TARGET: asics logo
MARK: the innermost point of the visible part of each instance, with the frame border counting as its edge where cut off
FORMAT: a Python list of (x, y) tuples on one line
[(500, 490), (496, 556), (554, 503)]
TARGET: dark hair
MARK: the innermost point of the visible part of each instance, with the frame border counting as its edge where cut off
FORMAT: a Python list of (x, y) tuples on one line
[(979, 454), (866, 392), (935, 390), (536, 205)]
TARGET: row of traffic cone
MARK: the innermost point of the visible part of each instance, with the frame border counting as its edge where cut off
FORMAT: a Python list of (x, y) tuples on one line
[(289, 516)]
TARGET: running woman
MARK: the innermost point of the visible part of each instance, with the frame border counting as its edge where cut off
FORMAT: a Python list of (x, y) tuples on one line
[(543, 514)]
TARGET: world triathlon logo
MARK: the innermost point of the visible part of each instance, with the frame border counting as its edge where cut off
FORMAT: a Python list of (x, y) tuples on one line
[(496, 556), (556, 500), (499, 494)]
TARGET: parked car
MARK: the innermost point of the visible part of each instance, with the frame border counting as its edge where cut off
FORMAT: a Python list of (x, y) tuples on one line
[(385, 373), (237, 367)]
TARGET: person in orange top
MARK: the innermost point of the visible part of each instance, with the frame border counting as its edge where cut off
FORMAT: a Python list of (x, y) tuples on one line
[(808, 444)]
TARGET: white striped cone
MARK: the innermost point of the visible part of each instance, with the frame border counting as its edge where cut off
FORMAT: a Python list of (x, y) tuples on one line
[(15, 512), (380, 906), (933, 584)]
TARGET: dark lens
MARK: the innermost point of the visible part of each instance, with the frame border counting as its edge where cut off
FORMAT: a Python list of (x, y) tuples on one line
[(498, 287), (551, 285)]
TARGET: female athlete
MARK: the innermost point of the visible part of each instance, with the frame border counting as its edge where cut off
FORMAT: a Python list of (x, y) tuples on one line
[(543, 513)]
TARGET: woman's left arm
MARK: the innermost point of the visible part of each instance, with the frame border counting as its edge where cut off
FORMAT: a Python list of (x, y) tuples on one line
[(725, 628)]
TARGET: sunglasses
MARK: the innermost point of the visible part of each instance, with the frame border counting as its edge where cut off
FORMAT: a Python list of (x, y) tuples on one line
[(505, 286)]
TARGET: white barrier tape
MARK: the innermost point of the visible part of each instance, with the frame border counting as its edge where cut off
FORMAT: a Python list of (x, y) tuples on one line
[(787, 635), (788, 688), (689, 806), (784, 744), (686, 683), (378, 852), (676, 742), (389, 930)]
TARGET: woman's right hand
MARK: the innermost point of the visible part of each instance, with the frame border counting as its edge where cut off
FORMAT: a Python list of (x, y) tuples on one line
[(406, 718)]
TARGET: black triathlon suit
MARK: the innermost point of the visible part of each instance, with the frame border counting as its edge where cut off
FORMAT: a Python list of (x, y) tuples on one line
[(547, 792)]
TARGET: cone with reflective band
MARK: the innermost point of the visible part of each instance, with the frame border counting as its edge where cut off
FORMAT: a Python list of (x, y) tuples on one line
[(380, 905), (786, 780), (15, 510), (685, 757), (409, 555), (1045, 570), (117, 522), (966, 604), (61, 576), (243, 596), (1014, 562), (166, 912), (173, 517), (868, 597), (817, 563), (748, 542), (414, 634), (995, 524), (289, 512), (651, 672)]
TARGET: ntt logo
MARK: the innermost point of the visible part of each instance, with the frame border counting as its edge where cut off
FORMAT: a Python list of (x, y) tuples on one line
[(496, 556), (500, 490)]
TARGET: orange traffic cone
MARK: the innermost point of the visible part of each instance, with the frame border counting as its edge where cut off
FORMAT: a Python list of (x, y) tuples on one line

##############################

Copy out every one of the records above line for line, with no changes.

Final answer:
TARGET: asics logo
MARK: the innermost point of the visible part of each instance, with the frame border counting as its edge where cut off
FORMAT: a Python list of (x, y) tuples on one line
[(500, 490), (496, 556), (554, 503)]
TARGET: dark hair
MARK: the innermost point of the visible part of each instance, with the frame border counting as its edge where cut off
FORMAT: a Python list of (x, y) tuples on one line
[(979, 454), (866, 392), (935, 390), (536, 205)]
TARGET: row of traffic cone
MARK: the innermost point of the visible part of each instance, with the frame border counting as its edge where cut off
FORMAT: a Python list of (x, y) tuples on one line
[(289, 516)]
TARGET: running woman
MARK: the innermost point of the visible part of each instance, with the frame border counting as its edge where cut off
FORMAT: a Python list of (x, y) tuples on one line
[(543, 514)]
TARGET: world triathlon logo
MARK: the innermost point of the visible part of each instance, with the frame border counting as its edge where cut off
FORMAT: a Python list of (x, y) tuples on one line
[(496, 556), (556, 500), (499, 494)]
TARGET: parked car
MARK: the innermost point of the visible part of each instance, with the frame border counting as its edge where cut off
FORMAT: a Python list of (x, y) tuples on one line
[(385, 373), (237, 367)]
TARGET: person in orange top
MARK: the innermost point of the visible part of each instance, with the frame border counting as its edge where cut off
FORMAT: a Python list of (x, y) tuples on one line
[(808, 444)]
TARGET: white striped cone
MARK: the innermost point of the visible part of each instance, with the frame border counting as its edge where cut off
FORMAT: a Python list of (x, y) tuples on one line
[(15, 512), (380, 906), (933, 584)]
TARGET: dark lens
MARK: the innermost point of the visible part of each instance, with the frame border counting as its edge where cut off
FORMAT: a Python list of (x, y) tuples on one line
[(498, 287), (551, 285)]
TARGET: female athlete
MARK: the innermost point of the visible part of each instance, with the frame border counting as its edge where cut off
FORMAT: a Python list of (x, y) tuples on one line
[(543, 513)]
TARGET: woman's left arm
MARK: the innermost point of the visible part of each instance, with the frame border counting as its edge where cut off
FORMAT: a Python list of (x, y) tuples on one line
[(725, 628)]
TARGET: sunglasses
MARK: the innermost point of the visible part of each instance, with the frame border counting as its edge where cut off
FORMAT: a Python list of (x, y) tuples on one line
[(505, 286)]
TARGET: white barrier tape
MARK: the innermost point of the visible part of each instance, with the frame border counting as its edge where cut off
FORMAT: a Python list of (x, y) tuples on one line
[(787, 635), (788, 688), (689, 806), (784, 744), (686, 683), (378, 852), (676, 742), (389, 930)]
TARGET: woman's right hand
MARK: the innermost point of the visible part of each instance, with the frame border counting as its edge where cut off
FORMAT: a Python list of (x, y) tuples on one line
[(406, 718)]
TARGET: black triathlon suit
MARK: the innermost point of the visible part of each instance, with the frame border counting as its edge where cut off
FORMAT: a Python list of (x, y) tuples on one line
[(547, 792)]
TARGET: cone with reflective band
MARK: the innermost point of the visible part of each instance, with the frame border counting as its edge where cut off
FORMAT: a Python list of (x, y) tuples on one line
[(380, 905), (786, 780), (15, 510), (685, 757), (409, 555), (1045, 570), (117, 522), (966, 604), (61, 576), (243, 596), (1014, 562), (166, 912), (173, 517), (868, 597), (817, 563), (748, 542), (414, 634), (995, 524), (289, 512), (651, 672)]
TARGET: ntt logo
MARK: the innermost point of the visible part of each instance, with the frame border counting as its edge where cut off
FORMAT: a Python list of (x, y) tuples on one line
[(496, 556), (500, 490)]
TARGET: orange traffic cone
MARK: the innermost point of the visible part of each instance, with the frame border counting as its edge where cut off
FORMAT: a Python list of (x, y) tuples on one line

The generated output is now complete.